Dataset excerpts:
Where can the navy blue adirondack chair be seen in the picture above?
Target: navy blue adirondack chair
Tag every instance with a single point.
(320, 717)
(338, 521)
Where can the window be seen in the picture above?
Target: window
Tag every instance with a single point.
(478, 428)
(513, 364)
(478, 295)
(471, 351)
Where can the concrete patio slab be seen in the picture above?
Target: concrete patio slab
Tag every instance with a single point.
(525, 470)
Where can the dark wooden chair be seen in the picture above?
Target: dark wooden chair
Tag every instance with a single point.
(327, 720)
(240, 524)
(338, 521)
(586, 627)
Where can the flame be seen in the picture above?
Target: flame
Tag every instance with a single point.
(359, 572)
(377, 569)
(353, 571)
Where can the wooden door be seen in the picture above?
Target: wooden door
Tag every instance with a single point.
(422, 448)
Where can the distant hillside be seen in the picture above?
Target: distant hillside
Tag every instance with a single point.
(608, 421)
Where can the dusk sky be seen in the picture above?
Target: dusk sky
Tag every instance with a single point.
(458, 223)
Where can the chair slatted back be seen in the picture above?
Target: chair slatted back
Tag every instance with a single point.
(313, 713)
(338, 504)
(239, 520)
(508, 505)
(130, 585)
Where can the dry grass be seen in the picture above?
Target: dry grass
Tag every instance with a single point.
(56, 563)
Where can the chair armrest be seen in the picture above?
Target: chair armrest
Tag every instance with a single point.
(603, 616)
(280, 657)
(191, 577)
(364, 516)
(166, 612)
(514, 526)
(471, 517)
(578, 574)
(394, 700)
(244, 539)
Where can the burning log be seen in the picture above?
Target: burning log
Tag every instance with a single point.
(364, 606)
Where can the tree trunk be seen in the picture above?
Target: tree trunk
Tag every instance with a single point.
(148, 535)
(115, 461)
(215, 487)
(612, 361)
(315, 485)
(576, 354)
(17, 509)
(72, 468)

Work order.
Take each line above that holds the string "adirondack" and copy it.

Reply.
Where can the navy blue adirondack chair be seen in the picture above?
Target: navy blue adirondack chair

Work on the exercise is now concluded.